Rows from a dataset
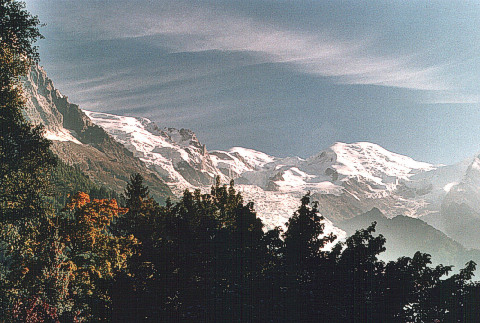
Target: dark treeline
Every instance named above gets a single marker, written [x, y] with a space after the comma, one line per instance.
[82, 257]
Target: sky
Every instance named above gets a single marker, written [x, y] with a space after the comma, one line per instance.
[283, 77]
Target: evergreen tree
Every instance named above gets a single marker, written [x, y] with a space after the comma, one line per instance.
[25, 162]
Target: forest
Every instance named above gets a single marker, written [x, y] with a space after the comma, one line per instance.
[71, 251]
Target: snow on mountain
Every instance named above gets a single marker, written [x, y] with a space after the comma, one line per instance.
[239, 160]
[177, 155]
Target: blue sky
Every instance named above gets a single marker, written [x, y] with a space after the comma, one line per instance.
[283, 77]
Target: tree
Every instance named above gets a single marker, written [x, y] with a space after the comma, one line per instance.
[25, 162]
[94, 255]
[304, 257]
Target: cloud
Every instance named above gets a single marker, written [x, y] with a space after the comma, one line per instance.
[186, 27]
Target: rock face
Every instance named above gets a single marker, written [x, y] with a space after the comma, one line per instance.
[76, 140]
[346, 179]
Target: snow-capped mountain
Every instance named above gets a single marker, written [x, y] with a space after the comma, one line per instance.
[176, 155]
[77, 141]
[346, 179]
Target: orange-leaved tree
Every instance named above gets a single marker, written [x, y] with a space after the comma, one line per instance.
[94, 253]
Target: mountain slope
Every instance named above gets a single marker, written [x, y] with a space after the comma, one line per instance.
[406, 235]
[77, 141]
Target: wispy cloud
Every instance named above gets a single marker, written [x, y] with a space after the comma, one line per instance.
[189, 28]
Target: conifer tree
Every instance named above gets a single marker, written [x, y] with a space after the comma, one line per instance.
[25, 162]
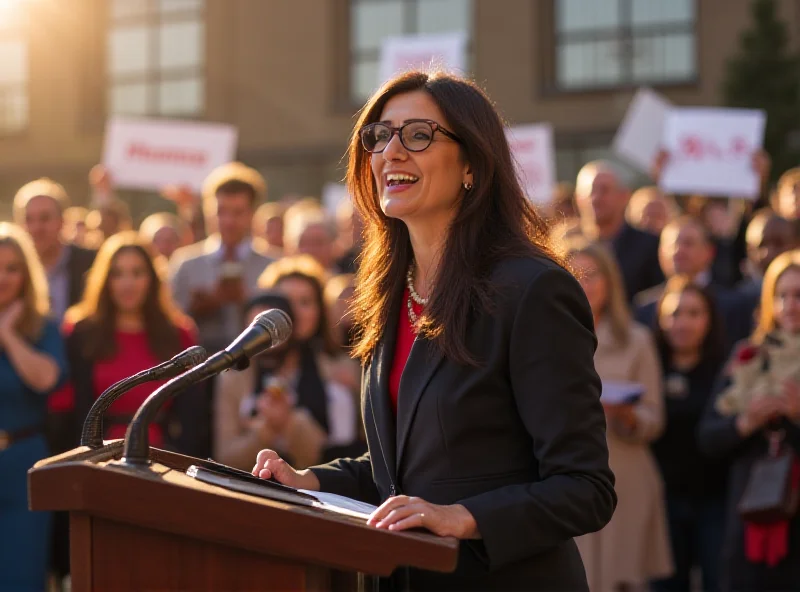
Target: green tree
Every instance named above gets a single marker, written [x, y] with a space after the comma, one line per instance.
[764, 75]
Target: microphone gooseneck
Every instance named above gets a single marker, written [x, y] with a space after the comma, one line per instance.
[268, 329]
[92, 432]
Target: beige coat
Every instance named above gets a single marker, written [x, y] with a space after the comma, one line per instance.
[237, 443]
[634, 547]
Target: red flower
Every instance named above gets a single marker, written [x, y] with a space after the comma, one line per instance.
[746, 353]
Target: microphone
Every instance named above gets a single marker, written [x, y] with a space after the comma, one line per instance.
[269, 329]
[92, 432]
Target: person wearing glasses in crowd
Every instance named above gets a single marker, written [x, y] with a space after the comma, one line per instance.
[481, 403]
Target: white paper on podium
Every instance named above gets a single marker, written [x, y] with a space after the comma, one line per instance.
[621, 392]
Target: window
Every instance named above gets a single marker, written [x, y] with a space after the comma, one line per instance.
[156, 54]
[13, 71]
[608, 43]
[371, 21]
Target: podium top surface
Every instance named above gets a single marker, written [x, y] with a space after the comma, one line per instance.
[162, 497]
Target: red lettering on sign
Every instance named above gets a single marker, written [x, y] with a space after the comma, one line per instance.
[166, 155]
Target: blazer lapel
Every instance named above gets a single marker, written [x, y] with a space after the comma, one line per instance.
[378, 394]
[422, 362]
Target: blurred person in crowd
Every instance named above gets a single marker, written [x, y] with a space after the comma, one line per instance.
[457, 274]
[757, 415]
[726, 222]
[190, 210]
[302, 280]
[339, 301]
[32, 363]
[311, 232]
[39, 208]
[165, 232]
[687, 249]
[280, 402]
[564, 207]
[109, 218]
[768, 235]
[786, 200]
[351, 236]
[126, 322]
[633, 548]
[74, 231]
[650, 210]
[211, 280]
[268, 226]
[602, 200]
[691, 343]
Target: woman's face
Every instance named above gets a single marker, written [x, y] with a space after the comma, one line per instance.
[129, 281]
[594, 284]
[12, 275]
[303, 298]
[685, 320]
[436, 174]
[787, 301]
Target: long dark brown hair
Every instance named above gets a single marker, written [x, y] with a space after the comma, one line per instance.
[96, 312]
[494, 221]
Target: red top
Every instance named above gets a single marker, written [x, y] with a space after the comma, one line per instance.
[133, 355]
[402, 347]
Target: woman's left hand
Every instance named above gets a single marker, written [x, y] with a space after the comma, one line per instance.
[402, 512]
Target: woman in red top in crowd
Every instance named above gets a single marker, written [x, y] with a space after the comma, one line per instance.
[126, 322]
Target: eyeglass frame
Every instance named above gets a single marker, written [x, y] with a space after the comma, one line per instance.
[435, 127]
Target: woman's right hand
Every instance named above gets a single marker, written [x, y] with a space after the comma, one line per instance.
[269, 465]
[760, 410]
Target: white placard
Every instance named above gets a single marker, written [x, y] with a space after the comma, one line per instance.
[447, 52]
[639, 136]
[532, 149]
[620, 392]
[150, 154]
[333, 194]
[711, 151]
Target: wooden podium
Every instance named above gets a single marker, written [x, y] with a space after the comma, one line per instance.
[156, 528]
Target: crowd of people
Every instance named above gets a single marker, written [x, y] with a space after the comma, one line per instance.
[695, 300]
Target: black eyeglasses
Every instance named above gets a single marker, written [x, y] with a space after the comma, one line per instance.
[415, 135]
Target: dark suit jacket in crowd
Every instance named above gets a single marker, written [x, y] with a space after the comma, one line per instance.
[719, 439]
[78, 264]
[735, 310]
[637, 256]
[519, 441]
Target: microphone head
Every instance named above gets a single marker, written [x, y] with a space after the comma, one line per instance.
[276, 323]
[191, 357]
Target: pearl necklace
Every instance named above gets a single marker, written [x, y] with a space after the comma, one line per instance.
[413, 297]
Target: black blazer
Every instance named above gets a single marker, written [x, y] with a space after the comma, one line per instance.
[519, 441]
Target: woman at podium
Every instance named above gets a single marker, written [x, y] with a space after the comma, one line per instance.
[480, 399]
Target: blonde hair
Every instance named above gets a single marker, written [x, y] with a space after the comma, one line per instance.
[35, 293]
[790, 260]
[40, 187]
[616, 308]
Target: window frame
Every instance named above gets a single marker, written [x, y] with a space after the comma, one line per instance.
[626, 33]
[410, 21]
[16, 32]
[153, 76]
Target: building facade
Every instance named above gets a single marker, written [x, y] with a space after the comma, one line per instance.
[291, 75]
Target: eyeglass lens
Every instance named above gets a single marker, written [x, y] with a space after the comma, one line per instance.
[415, 136]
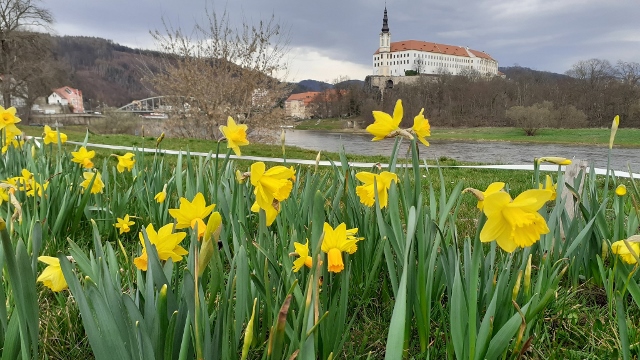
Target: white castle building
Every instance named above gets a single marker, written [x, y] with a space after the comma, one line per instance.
[394, 58]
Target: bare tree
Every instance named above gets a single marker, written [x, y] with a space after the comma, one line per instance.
[218, 70]
[17, 19]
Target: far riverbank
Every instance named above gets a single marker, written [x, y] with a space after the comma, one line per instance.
[625, 137]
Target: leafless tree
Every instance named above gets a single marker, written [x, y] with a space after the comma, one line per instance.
[219, 70]
[18, 20]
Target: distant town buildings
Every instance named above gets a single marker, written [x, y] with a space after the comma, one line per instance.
[411, 57]
[67, 96]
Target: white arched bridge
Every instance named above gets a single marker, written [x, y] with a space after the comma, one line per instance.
[158, 106]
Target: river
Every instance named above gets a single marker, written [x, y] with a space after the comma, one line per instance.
[491, 152]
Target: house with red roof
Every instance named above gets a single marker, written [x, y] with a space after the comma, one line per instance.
[422, 57]
[67, 96]
[300, 105]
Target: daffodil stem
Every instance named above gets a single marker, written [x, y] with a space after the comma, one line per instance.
[606, 180]
[215, 174]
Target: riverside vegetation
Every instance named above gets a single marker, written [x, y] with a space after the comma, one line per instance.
[142, 256]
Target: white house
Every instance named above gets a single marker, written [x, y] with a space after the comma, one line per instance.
[67, 96]
[55, 98]
[395, 58]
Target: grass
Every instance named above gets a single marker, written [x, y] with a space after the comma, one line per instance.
[576, 326]
[626, 137]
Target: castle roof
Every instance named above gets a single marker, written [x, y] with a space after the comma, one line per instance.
[444, 49]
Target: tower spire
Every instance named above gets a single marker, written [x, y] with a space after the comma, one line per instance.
[385, 20]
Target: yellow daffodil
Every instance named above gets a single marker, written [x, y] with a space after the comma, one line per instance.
[97, 186]
[52, 276]
[514, 223]
[159, 139]
[421, 128]
[8, 119]
[83, 157]
[303, 256]
[334, 243]
[166, 243]
[270, 187]
[240, 178]
[549, 186]
[491, 189]
[383, 182]
[124, 225]
[554, 160]
[235, 134]
[191, 213]
[4, 195]
[10, 138]
[27, 183]
[125, 162]
[614, 129]
[351, 235]
[620, 248]
[51, 136]
[36, 188]
[161, 196]
[384, 124]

→ EXERCISE GOAL: Repeat word for word everything in the listing from the line containing "Target: tower spire" down to the last line of the listing, including both of those lines.

→ RESPONSE BELOW:
Target: tower spire
Every instance named above gets a single marker, written [x, y] with a space after the comma, one line per instance.
[385, 20]
Target: yellow daffodil
Every instance named above gets a single marker, written [x, y] with a space after the comma, one line per instance.
[97, 186]
[52, 276]
[514, 223]
[159, 139]
[421, 128]
[8, 119]
[83, 157]
[303, 256]
[334, 243]
[166, 243]
[270, 187]
[240, 178]
[549, 186]
[491, 189]
[383, 182]
[124, 225]
[554, 160]
[235, 134]
[191, 213]
[4, 195]
[10, 138]
[27, 183]
[125, 162]
[614, 129]
[351, 235]
[620, 248]
[51, 136]
[36, 188]
[161, 196]
[384, 124]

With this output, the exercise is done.